==== Data shown ====
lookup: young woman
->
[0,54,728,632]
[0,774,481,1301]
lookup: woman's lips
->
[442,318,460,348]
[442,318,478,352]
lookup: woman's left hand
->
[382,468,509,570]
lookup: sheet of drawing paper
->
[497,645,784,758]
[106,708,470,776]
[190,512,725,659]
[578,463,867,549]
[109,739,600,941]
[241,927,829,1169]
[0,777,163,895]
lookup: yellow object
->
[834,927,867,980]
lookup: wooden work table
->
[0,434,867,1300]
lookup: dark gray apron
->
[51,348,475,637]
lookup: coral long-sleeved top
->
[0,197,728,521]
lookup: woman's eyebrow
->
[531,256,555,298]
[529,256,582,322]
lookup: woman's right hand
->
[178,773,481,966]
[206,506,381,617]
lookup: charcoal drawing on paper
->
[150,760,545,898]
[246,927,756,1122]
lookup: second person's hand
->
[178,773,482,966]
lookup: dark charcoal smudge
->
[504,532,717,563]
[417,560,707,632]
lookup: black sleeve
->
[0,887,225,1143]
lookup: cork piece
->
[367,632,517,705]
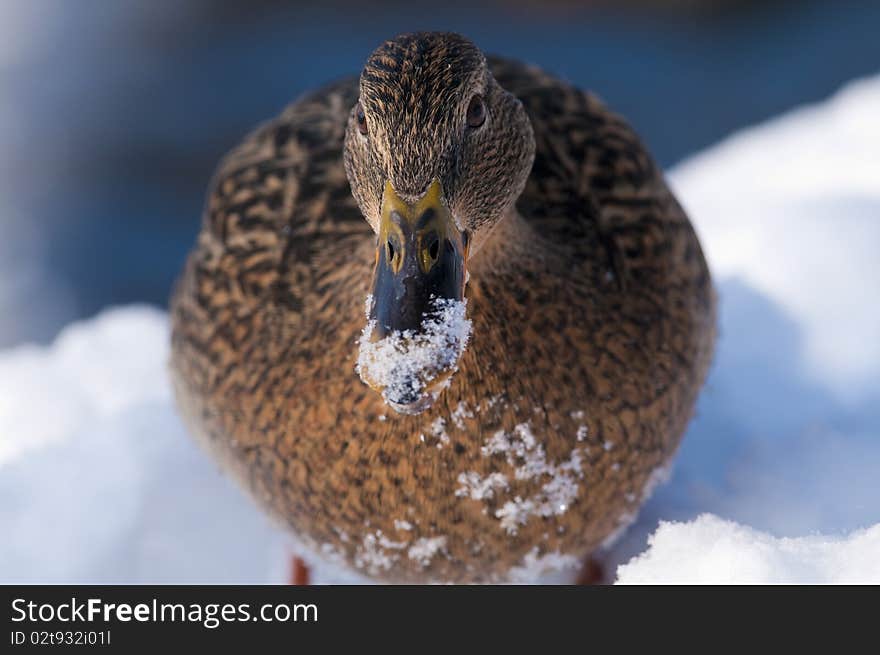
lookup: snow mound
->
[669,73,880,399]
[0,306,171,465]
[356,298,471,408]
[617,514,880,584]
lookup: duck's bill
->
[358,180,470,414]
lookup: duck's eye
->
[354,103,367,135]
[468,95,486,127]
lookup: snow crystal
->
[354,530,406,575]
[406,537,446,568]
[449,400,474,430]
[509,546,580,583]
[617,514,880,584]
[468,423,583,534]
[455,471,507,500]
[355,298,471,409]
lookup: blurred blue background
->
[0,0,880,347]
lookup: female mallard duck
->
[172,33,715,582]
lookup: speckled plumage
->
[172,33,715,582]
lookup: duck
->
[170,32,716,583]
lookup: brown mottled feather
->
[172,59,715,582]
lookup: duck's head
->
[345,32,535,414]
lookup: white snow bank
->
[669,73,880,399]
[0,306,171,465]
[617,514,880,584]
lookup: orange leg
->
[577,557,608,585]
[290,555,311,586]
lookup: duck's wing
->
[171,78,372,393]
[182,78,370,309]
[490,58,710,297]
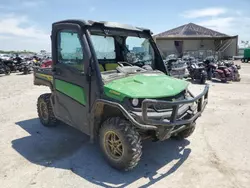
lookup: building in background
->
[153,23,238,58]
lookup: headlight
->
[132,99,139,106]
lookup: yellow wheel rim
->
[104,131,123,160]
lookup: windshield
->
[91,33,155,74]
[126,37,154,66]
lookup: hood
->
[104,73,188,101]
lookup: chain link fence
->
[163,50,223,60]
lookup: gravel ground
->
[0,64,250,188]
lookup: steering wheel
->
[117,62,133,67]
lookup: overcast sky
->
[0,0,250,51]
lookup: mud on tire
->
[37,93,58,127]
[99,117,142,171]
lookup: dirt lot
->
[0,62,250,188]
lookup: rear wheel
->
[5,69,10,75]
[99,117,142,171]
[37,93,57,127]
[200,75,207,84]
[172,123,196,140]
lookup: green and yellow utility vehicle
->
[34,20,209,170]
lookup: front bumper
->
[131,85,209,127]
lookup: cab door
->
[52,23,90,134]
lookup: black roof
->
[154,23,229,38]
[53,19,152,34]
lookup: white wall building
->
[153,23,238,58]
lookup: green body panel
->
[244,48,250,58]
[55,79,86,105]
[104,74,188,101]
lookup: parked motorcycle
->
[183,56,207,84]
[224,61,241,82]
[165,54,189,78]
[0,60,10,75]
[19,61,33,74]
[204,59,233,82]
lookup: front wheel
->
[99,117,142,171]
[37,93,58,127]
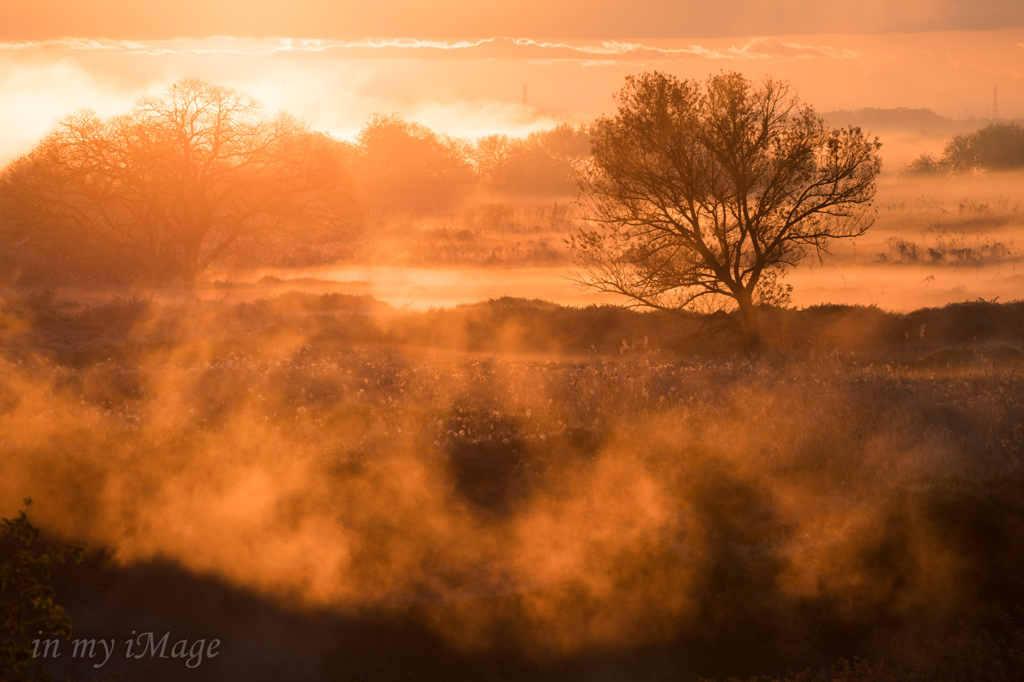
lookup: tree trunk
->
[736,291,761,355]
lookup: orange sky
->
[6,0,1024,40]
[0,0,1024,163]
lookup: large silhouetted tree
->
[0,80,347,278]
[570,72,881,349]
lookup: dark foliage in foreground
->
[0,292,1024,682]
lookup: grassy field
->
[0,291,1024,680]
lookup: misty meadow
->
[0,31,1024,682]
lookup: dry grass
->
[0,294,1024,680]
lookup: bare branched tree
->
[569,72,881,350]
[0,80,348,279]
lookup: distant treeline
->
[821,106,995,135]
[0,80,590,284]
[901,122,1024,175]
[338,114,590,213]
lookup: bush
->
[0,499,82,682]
====
==== Data shown ====
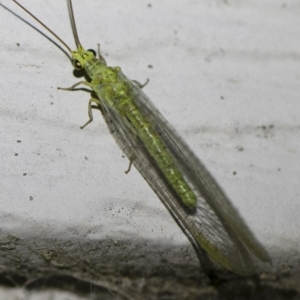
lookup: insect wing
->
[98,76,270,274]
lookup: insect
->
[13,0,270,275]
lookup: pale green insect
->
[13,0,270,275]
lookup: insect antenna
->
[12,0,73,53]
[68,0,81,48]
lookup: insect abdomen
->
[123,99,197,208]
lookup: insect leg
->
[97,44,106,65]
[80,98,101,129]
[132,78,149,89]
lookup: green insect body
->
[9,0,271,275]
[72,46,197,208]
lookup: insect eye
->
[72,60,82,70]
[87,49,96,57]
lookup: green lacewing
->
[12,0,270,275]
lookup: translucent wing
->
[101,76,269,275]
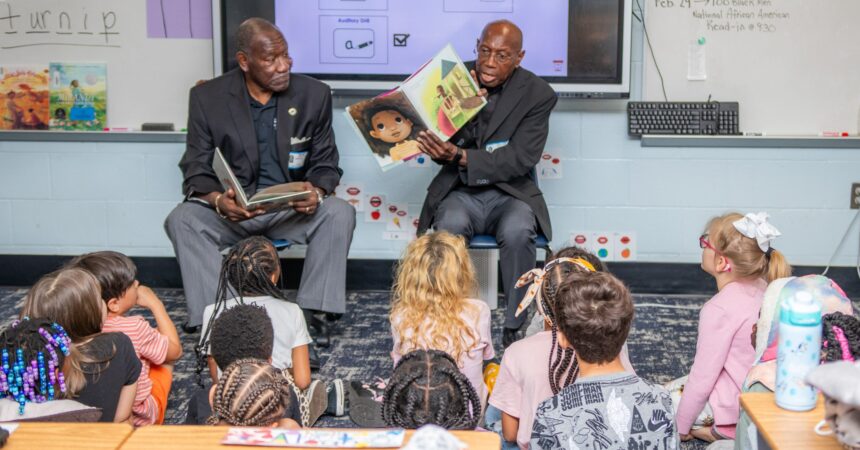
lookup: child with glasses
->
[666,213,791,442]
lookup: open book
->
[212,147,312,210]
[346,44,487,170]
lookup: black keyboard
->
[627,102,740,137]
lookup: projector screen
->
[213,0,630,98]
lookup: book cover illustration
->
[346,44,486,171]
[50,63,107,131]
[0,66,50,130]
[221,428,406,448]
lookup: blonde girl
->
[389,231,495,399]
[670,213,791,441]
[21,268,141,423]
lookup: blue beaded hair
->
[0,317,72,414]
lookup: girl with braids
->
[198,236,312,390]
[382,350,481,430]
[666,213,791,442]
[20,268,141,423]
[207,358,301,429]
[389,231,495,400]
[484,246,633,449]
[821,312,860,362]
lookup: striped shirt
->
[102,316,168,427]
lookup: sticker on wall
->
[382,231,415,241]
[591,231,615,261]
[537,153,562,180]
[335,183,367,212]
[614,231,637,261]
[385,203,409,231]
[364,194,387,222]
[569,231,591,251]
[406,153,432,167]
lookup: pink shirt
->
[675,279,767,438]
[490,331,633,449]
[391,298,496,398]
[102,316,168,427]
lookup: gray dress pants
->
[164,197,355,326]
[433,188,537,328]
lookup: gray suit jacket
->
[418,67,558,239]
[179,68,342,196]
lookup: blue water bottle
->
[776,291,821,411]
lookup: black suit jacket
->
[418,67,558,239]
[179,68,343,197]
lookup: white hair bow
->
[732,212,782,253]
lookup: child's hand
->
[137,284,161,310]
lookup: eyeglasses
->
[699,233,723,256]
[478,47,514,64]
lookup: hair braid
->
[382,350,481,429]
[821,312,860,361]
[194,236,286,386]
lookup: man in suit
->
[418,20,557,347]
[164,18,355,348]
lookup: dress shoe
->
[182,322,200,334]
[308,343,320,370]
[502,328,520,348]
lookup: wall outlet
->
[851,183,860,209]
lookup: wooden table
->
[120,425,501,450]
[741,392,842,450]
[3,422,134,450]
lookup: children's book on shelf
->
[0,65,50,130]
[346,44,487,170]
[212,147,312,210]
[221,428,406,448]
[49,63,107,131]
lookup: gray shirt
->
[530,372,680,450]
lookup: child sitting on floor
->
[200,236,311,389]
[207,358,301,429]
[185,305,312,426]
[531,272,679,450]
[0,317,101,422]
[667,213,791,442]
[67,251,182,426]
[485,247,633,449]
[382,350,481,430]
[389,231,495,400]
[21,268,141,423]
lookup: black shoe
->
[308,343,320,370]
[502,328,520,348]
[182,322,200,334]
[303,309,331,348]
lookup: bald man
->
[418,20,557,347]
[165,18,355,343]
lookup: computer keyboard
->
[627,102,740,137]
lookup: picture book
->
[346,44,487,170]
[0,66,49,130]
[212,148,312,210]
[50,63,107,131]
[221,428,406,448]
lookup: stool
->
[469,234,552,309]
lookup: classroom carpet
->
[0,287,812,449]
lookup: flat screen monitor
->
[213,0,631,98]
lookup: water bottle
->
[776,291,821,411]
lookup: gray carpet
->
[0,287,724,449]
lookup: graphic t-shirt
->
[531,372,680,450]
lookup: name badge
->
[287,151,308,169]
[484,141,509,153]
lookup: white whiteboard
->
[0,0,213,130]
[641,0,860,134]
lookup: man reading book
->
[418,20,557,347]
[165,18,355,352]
====
→ Exercise prompt
Give the listing lines from the one holding "lookup: translucent wing" through the one holding "[179,68,343,197]", inclusive, as a JSON list of strings with one string per line and no blank lines. Leave the pictures out.

→ Worked solution
[
  "lookup: translucent wing",
  "->",
  "[101,76,269,275]",
  "lookup: child with glasses",
  "->",
  "[666,213,791,442]",
  "lookup: open book",
  "->",
  "[212,147,312,210]",
  "[346,44,487,170]",
  "lookup: black keyboard",
  "->",
  "[627,102,740,137]",
  "lookup: projector screen",
  "->",
  "[213,0,630,98]",
  "lookup: book cover illustration",
  "->",
  "[346,44,486,171]",
  "[50,63,107,131]",
  "[0,66,50,130]",
  "[221,428,406,448]",
  "lookup: blonde girl",
  "->",
  "[389,231,495,399]",
  "[670,213,791,441]",
  "[21,268,141,423]",
  "lookup: blue beaded hair",
  "->",
  "[0,317,72,414]",
  "lookup: girl with braids",
  "->",
  "[198,236,312,390]",
  "[382,350,481,430]",
  "[666,213,791,442]",
  "[20,268,141,423]",
  "[207,358,301,429]",
  "[389,231,495,400]",
  "[484,246,633,449]",
  "[821,312,860,362]",
  "lookup: striped shirt",
  "->",
  "[102,316,168,427]",
  "lookup: sticker on wall",
  "->",
  "[382,231,415,241]",
  "[591,231,615,261]",
  "[537,153,562,180]",
  "[335,183,367,212]",
  "[614,231,637,261]",
  "[385,203,409,231]",
  "[364,194,387,222]",
  "[569,231,591,251]",
  "[406,153,432,167]",
  "lookup: pink shirt",
  "->",
  "[675,279,767,438]",
  "[490,331,633,449]",
  "[391,298,496,398]",
  "[102,316,168,427]",
  "lookup: gray dress pants",
  "->",
  "[164,197,355,326]",
  "[433,188,537,328]",
  "lookup: gray suit jacket",
  "->",
  "[418,67,558,239]",
  "[179,68,342,196]",
  "lookup: blue water bottle",
  "->",
  "[776,291,821,411]",
  "lookup: black suit jacket",
  "->",
  "[418,67,558,239]",
  "[179,68,343,197]"
]